**WORK TO DO**
Copy all the material that follows, keeping every character the same.
— Begin —
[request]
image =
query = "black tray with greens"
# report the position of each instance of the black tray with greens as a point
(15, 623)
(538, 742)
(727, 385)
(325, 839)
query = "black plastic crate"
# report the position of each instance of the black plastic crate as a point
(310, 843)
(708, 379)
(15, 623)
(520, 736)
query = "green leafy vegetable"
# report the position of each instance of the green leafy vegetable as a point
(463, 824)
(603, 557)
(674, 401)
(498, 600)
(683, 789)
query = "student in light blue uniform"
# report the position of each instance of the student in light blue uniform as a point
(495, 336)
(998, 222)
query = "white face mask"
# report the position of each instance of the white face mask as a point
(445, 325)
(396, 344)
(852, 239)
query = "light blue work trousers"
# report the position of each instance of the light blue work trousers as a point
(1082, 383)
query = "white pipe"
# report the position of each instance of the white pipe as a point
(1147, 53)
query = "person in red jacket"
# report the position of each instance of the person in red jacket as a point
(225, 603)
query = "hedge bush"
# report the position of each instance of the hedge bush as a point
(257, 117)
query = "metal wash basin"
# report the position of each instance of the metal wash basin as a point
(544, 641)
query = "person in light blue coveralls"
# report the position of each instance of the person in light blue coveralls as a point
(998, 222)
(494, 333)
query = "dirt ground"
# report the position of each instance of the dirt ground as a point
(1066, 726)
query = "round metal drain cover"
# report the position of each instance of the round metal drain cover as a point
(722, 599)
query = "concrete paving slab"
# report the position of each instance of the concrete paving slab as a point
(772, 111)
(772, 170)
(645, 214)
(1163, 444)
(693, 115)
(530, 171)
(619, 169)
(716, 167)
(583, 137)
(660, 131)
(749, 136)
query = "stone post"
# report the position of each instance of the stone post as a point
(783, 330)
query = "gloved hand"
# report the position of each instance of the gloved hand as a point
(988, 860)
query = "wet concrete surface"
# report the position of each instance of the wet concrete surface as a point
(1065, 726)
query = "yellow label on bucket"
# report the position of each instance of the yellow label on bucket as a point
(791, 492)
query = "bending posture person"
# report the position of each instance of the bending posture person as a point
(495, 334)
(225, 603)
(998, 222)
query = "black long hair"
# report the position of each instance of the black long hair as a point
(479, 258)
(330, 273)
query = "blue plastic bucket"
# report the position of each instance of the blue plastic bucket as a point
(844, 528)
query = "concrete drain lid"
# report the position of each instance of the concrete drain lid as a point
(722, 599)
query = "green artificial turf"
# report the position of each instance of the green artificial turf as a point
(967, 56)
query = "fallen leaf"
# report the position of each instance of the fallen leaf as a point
— End —
**CORRECT RESULT**
[request]
image =
query = "black tray with greens"
# report the position of each instance of the black tray with greens as a point
(15, 623)
(538, 742)
(727, 385)
(325, 839)
query = "black plastic crate"
# report the position of each instance of the black plastic crate as a point
(310, 843)
(708, 379)
(15, 623)
(520, 736)
query = "green leafy vegetable"
# report the position of each instance of the green leafy vegetable as a point
(463, 824)
(603, 557)
(674, 401)
(498, 600)
(683, 789)
query = "student in light blue uniform"
# report the position of each instance of the student in light blue uniform as a point
(495, 336)
(998, 222)
query = "white face mask"
# report the position of each instance of the white face mask as a point
(445, 325)
(396, 344)
(852, 239)
query = "light blue work trousers"
# report the position of each instance of the light blue work trousers as a point
(1082, 383)
query = "white pipe"
# report the position of each instance of the white pipe as a point
(1147, 53)
query = "person in red jacket"
# report the position of each instance of the person in red jacket as a point
(225, 603)
query = "hedge bush"
# report the position of each instance of the hedge bush as a point
(257, 117)
query = "metal wash basin"
# report the position of each instance of the metal wash basin as a point
(544, 641)
query = "person in light blue coveralls"
# report the position of each instance of the person in light blue coveralls as a point
(998, 222)
(494, 333)
query = "dirt ground"
# report the position of each instance of the dirt ground as a point
(1066, 726)
query = "round metal drain cover"
# report the position of each instance of the round metal drain cover as a point
(722, 599)
query = "concrete paving slab"
# report the position of each instance of the concrete paving slab as a point
(772, 111)
(772, 170)
(645, 214)
(1163, 444)
(693, 115)
(530, 171)
(619, 169)
(716, 167)
(583, 137)
(660, 131)
(749, 136)
query = "stone post"
# report the position of each instance of the stone post as a point
(783, 330)
query = "gloved hand"
# report the position of each instance of the gloved hand as a point
(988, 860)
query = "wet concrete surface"
# report the position of each instance of the wet concrete surface as a point
(1065, 726)
query = "yellow label on bucket"
# report the position of each instance of the yellow label on bucket as a point
(791, 492)
query = "bending posture person"
# report the position of each instance of the bending posture person as a point
(495, 334)
(225, 603)
(998, 222)
query = "black long hair"
# report the position of each instance of the black long hair as a point
(479, 258)
(330, 273)
query = "blue plastic bucket"
# report the position of each instance of the blue plastic bucket as a point
(844, 528)
query = "concrete drain lid"
# report the position of each instance of the concrete drain lid as a point
(722, 599)
query = "green artificial turf"
# report the position of each instance of the green artificial turf as a point
(967, 56)
query = "fallen leaf"
# report the position of each instance of the fallen leaf as a point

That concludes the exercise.